演習問題:
1. 800系電車の解説文によると、後期型で通風装置がグローブ型に変更されたのはなぜか。1〜3文で説明せよ。
2. 800系電車の解説文のうち、「制御装置は電動カム軸式(日立」から「距離は2,500mmである。」までをすべて書き写せ。

出典本文:
※

800系電車

製造:1954〜62

製造に至る経緯

戦後間もなくの混乱・荒廃期に旅客の輸送需要が増大した上信急行の輸送状況は、池袋・巣鴨を起点とした都市近郊においては従来の輸送体系が実情にそぐわぬものになっていた。斯様な状況下で運輸省から割当供給を受けた63系(→630系)電車が東上線・池袋口限定ではあったものの混雑時の輸送で本領を発揮し、地上設備の一部改修を伴いながらも使いこなしていた。
1950年頃には車両・地上設備の両面で戦前とほぼ同じレベルに復した上信急行であったが、戦後復興が進むに連れて更に輸送人員が増大した状況を受け、都市近郊路線の輸送力増強に対応すべく、前述の通り混雑時輸送の救世主となった630系を元に、新たに設計・製造した車両が当型式である。

新製時の概要

車種は2種類で、1位寄からMc(クモハ800)-Tc(クハ1800)の順に組成し、Mcには制御装置と集電装置を、Tcには補機類を備えている。製造年次により車体各部の形態に差異がある(後述)が、番台区分は特にしていない。

800系初期型

車体・車内設備

車体長19,500mm・幅2,800mm・片側4扉・オールロングシートは製造年次に無関係で共通である。
初期型は従来の各型式と同様の半鋼製で、内装に木材を多用している。その一方で補強帯材を内側に隠す構造とし、外観がすっきりとしている。通風装置はガーランド型である。

800系中期型

中期型は外観こそ初期型と大差ないものの上信急行初の準張郭構造を採用した全金属製とし、軽量化を図った。
後期型は当時更新修繕を進めていた630系と仕様を合わせ、通風装置をグローブ型に変更した。尚、夏季における車内環境に配慮して天井に扇風機を設置した。

800系後期型

走り装置・主要機器

制御装置は電動カム軸式(日立・東洋製。制御段数:直列7・並列6・弱界磁2)で、主電動機(日立・東洋製。端子電圧750V・定格出力142kW・定格回転数1,175rpm)4個をを力行時に直並列制御する方式であり、電気制動は省略している。駆動方式は旧来の釣掛式(歯数比71/18=3.94)で、制動方式は自動空気式のAMAである。
台車は軸箱支持装置が軸ばね式、枕ばねが板ばね式の一体鋳鋼製で、軸間距離は2,500mmである。
補機類は電動発電機(国鉄制式品・直流出力式・3kW)と電動空気圧縮機(歯車式・990L/分)を用いている。
集電装置は初期型と中期型に国鉄制式品のPS13形を、後期型に10000系で初採用したPS16形類似のものを用いており、初期型・中期型では集電装置をMc車の前頭部寄に、後期型では同車の連結面寄に、それぞれ設置している。
尚、630系とは連結運転が可能であり、編成単位での混成を常に行なっていた。

主な改造

1960年代後半〜1970年代末にかけて各部位に改造を施し、延命と使い勝手の向上を図っている。

1960年代実施分

初期型と中期型に対し、1962〜63年に車内天井部へ扇風機を取り付けた。

※

(収集データ項目)
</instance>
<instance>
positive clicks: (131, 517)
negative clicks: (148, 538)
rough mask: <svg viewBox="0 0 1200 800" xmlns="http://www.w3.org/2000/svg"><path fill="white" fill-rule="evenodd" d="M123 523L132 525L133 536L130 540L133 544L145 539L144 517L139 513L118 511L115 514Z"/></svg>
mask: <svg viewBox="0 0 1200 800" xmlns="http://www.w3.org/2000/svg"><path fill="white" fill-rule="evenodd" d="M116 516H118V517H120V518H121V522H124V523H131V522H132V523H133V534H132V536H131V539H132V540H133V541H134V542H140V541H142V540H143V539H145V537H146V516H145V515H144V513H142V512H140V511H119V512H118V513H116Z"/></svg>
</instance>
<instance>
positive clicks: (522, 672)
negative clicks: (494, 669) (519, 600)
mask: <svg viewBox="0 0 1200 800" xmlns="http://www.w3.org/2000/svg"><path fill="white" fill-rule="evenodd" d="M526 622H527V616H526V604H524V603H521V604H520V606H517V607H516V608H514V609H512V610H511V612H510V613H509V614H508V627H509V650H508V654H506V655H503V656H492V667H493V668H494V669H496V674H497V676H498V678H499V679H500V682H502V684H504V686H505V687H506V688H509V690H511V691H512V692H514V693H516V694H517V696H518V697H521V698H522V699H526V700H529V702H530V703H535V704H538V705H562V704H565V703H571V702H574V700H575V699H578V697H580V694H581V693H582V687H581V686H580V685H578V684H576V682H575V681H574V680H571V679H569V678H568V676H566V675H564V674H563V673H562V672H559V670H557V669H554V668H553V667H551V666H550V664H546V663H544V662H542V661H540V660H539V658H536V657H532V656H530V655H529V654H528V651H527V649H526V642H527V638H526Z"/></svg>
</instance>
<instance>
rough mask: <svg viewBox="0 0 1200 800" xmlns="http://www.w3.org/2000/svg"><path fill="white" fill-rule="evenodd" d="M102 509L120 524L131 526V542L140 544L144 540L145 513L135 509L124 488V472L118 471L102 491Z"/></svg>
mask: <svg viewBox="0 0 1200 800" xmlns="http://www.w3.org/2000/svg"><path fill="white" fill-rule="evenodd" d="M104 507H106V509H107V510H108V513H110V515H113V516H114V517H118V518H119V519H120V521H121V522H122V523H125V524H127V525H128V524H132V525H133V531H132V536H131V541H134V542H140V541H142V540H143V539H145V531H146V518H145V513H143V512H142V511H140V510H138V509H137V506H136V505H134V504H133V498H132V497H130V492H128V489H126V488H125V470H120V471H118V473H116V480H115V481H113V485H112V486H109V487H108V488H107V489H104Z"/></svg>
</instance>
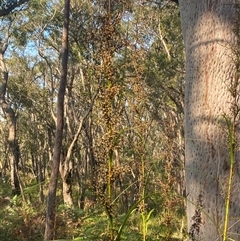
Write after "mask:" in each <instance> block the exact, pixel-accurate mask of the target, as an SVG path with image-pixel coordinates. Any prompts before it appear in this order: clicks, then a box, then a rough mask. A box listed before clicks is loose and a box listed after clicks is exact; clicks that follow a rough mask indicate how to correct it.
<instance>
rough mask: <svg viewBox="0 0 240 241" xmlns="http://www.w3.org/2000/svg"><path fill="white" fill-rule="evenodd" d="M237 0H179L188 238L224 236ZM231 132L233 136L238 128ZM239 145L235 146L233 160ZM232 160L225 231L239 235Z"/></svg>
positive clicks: (236, 108)
mask: <svg viewBox="0 0 240 241" xmlns="http://www.w3.org/2000/svg"><path fill="white" fill-rule="evenodd" d="M236 3H237V1H235V0H211V1H210V0H202V1H199V0H180V1H179V4H180V14H181V21H182V30H183V37H184V43H185V49H186V86H185V145H186V146H185V148H186V152H185V158H186V159H185V162H186V164H185V165H186V195H187V200H188V202H187V217H188V229H189V234H190V239H191V240H223V238H222V235H223V226H224V219H225V211H226V208H225V205H226V197H227V188H228V187H227V186H228V181H229V172H230V155H229V135H228V128H227V124H226V122H227V121H226V120H229V121H230V122H231V125H232V126H234V127H236V124H237V123H236V120H237V119H238V118H239V117H238V113H237V111H238V107H237V105H238V104H239V103H238V94H239V85H238V76H237V74H236V72H237V71H236V66H237V63H236V56H234V55H235V54H236V53H233V50H236V48H237V47H238V46H237V45H236V42H237V36H236V35H237V34H236V32H234V27H235V25H236V23H235V21H236V19H237V15H236V9H237V7H236V6H237V5H236ZM238 24H239V23H238ZM232 88H235V90H236V91H235V92H236V93H237V95H236V94H233V92H234V91H232ZM224 116H225V117H226V119H224V118H223V117H224ZM236 117H237V118H236ZM238 128H239V127H237V128H236V130H238ZM233 130H234V128H233ZM235 135H236V138H237V137H238V133H235ZM236 145H238V144H237V142H236ZM238 149H239V148H238V147H235V149H234V150H235V159H236V161H237V162H238V161H239V152H238ZM235 165H236V166H235V168H234V170H235V171H234V176H233V184H232V187H231V193H232V194H231V202H230V214H229V222H230V223H229V225H228V227H229V228H228V230H227V231H228V237H231V238H232V239H234V240H240V235H239V233H240V222H239V216H240V195H239V191H240V179H239V168H237V165H238V163H236V164H235ZM232 239H231V240H232Z"/></svg>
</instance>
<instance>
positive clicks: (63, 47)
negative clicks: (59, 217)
mask: <svg viewBox="0 0 240 241" xmlns="http://www.w3.org/2000/svg"><path fill="white" fill-rule="evenodd" d="M69 15H70V0H65V1H64V23H63V34H62V63H61V78H60V85H59V90H58V99H57V123H56V134H55V143H54V149H53V160H52V169H51V176H50V182H49V189H48V198H47V215H46V227H45V234H44V241H47V240H53V238H54V233H55V232H54V229H55V216H56V192H57V181H58V176H59V175H58V174H59V166H60V156H61V150H62V140H63V128H64V97H65V92H66V85H67V70H68V54H69V47H68V34H69Z"/></svg>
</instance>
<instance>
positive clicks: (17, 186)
mask: <svg viewBox="0 0 240 241" xmlns="http://www.w3.org/2000/svg"><path fill="white" fill-rule="evenodd" d="M7 46H8V44H6V45H3V43H2V41H1V40H0V71H1V79H0V80H1V86H0V107H1V108H2V110H3V113H4V115H5V117H6V119H7V122H8V145H9V147H10V156H9V160H10V170H11V172H10V173H11V174H10V180H11V188H12V193H13V195H16V194H17V195H19V194H20V183H19V179H18V176H17V165H18V163H19V155H20V153H19V146H18V142H17V137H16V135H17V134H16V133H17V117H16V115H15V112H14V110H13V109H12V107H11V105H10V103H8V102H7V100H6V97H5V96H6V92H7V84H8V70H7V66H6V64H5V61H4V53H5V51H6V50H7Z"/></svg>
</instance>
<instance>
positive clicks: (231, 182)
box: [223, 119, 235, 241]
mask: <svg viewBox="0 0 240 241" xmlns="http://www.w3.org/2000/svg"><path fill="white" fill-rule="evenodd" d="M226 121H227V125H228V134H229V152H230V153H229V154H230V172H229V180H228V187H227V188H228V189H227V196H226V203H225V219H224V229H223V241H227V230H228V222H229V210H230V199H231V188H232V180H233V175H234V169H233V168H234V163H235V155H234V154H235V150H234V139H235V136H234V127H233V126H232V125H231V123H230V121H228V120H227V119H226Z"/></svg>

※

各問の解答:
1. 後期型は、当時更新修繕を進めていた630系と仕様を合わせる設計とされた。そのため、通風装置を初期型のガーランド型からグローブ型に変更した。

2.
制御装置は電動カム軸式(日立・東洋製。制御段数:直列7・並列6・弱界磁2)で、主電動機(日立・東洋製。端子電圧750V・定格出力142kW・定格回転数1,175rpm)4個をを力行時に直並列制御する方式であり、電気制動は省略している。駆動方式は旧来の釣掛式(歯数比71/18=3.94)で、制動方式は自動空気式のAMAである。
台車は軸箱支持装置が軸ばね式、枕ばねが板ばね式の一体鋳鋼製で、軸間距離は2,500mmである。